## [DATA FOR THIS EXERCISE]
========

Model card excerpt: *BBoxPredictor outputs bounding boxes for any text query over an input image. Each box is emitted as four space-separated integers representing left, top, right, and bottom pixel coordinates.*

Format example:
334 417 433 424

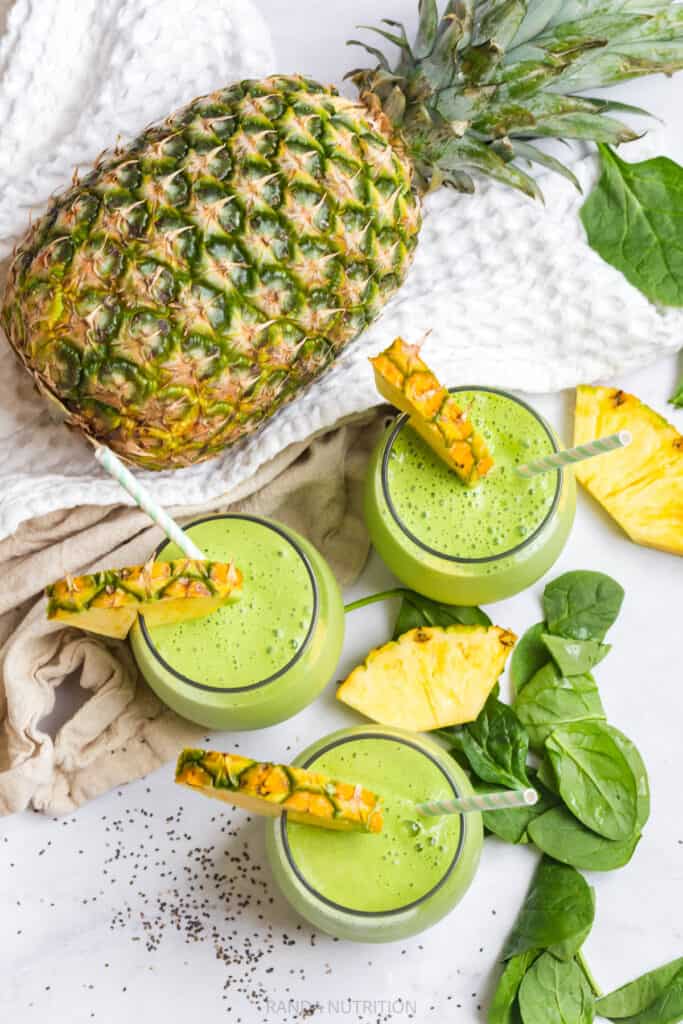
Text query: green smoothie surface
387 390 557 558
287 737 462 912
148 517 314 690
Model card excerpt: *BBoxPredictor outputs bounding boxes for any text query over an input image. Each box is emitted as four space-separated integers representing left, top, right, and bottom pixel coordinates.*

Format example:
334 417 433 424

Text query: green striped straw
95 444 206 561
415 788 539 817
515 430 632 477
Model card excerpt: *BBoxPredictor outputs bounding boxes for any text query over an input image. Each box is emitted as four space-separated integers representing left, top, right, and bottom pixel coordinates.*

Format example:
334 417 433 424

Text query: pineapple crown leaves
347 0 683 198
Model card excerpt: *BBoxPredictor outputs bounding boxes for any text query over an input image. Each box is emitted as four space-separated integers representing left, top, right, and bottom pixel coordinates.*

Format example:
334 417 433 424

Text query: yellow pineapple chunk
45 558 242 640
574 385 683 555
175 750 382 833
337 626 517 732
370 338 494 484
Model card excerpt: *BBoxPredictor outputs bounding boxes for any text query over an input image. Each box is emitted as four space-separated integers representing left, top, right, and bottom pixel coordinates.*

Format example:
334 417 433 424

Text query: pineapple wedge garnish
370 338 494 485
45 558 242 640
337 626 517 732
175 750 382 833
574 385 683 555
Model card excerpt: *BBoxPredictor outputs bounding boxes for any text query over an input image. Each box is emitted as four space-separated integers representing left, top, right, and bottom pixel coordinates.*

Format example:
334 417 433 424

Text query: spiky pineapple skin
2 77 420 469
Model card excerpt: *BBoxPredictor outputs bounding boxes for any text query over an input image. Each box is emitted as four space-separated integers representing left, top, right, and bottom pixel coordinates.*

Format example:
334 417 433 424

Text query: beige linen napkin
0 410 387 814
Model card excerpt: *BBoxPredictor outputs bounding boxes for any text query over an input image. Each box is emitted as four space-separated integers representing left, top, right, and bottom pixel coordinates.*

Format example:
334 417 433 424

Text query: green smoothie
266 725 483 942
130 515 344 729
387 390 557 558
287 738 462 913
365 387 577 604
147 518 315 689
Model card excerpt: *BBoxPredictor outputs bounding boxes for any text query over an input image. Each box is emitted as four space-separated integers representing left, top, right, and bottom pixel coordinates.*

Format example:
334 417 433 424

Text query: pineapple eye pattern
5 76 420 469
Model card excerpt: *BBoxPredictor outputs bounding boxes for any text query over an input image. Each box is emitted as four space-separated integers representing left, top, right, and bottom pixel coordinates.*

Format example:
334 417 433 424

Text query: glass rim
381 384 564 565
280 730 468 920
138 512 321 695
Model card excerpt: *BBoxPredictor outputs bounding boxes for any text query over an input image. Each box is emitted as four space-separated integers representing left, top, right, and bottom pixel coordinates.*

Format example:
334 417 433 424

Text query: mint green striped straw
415 788 539 817
95 444 206 561
515 430 632 477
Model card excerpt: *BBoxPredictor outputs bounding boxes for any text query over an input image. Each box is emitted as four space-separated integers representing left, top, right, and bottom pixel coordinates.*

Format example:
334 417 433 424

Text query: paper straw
515 430 631 477
95 444 206 561
416 788 539 817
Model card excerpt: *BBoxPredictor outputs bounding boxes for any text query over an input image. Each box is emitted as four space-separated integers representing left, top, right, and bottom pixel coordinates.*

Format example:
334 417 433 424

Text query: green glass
266 725 483 942
130 515 344 729
365 387 577 604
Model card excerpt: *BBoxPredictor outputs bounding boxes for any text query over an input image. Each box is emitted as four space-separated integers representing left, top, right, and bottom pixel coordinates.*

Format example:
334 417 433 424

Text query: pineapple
46 558 242 640
370 338 494 484
175 750 382 833
337 626 517 732
2 6 683 470
574 385 683 555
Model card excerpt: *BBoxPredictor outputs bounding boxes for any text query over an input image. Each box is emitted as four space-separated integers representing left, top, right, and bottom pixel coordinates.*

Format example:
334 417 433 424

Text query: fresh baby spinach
488 949 539 1024
393 590 490 640
595 956 683 1024
581 144 683 306
527 807 640 871
543 569 624 641
546 722 638 840
514 662 605 749
541 633 611 676
510 623 548 694
519 952 595 1024
503 857 595 959
450 692 529 790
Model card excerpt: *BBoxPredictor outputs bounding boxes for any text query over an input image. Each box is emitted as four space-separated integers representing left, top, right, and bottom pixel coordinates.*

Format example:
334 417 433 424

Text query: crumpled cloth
0 0 683 538
0 409 387 814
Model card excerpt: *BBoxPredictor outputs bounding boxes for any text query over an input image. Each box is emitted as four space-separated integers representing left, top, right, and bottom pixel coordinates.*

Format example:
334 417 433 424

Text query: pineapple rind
337 626 517 732
45 558 242 639
0 76 420 470
175 749 382 833
370 338 494 486
574 385 683 555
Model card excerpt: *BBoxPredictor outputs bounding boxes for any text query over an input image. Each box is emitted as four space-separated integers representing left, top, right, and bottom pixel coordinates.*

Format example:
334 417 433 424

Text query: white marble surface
0 0 683 1024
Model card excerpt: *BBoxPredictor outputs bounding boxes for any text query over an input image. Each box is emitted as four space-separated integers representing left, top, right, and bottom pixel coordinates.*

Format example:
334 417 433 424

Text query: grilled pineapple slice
175 750 382 833
45 558 242 640
337 626 517 732
574 385 683 555
370 338 494 485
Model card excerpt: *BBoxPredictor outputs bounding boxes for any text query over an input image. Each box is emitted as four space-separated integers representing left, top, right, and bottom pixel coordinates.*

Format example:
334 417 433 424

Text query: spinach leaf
503 857 595 959
510 623 548 693
609 725 650 831
450 694 529 790
487 949 539 1024
541 633 611 676
473 772 558 843
546 722 638 840
515 662 605 749
527 807 640 871
581 144 683 306
393 590 490 640
543 569 624 640
519 953 595 1024
595 956 683 1021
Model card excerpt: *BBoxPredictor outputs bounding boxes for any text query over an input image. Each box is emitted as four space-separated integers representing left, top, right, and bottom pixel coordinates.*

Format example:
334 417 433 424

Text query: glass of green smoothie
130 515 344 729
365 387 577 604
266 725 483 942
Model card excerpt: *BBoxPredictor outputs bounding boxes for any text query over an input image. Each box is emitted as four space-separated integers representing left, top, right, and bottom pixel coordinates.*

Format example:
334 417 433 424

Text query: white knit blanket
0 0 683 538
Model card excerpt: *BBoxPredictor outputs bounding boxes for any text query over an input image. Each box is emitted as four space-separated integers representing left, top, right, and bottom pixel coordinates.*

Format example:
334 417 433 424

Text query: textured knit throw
0 0 683 537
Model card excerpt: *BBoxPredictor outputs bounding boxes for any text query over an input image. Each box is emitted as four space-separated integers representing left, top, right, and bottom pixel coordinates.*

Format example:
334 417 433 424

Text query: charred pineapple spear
175 750 382 833
2 0 683 469
45 558 242 640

========

## [DESCRIPTION OF THE TASK]
Transcribe the lines from the very first one up to and including the line with "148 517 314 690". Leave the pictures out.

## [SOLUTION]
Model card excerpt: *BBoxPredictor outputs bounding boxes for any text query over an input image. Each box is emitted as four space-separated integers representing left, top, right, and bottom pixel coordinates.*

Format example:
334 417 433 424

Text query: green smoothie surface
387 390 557 558
287 737 462 912
148 517 314 690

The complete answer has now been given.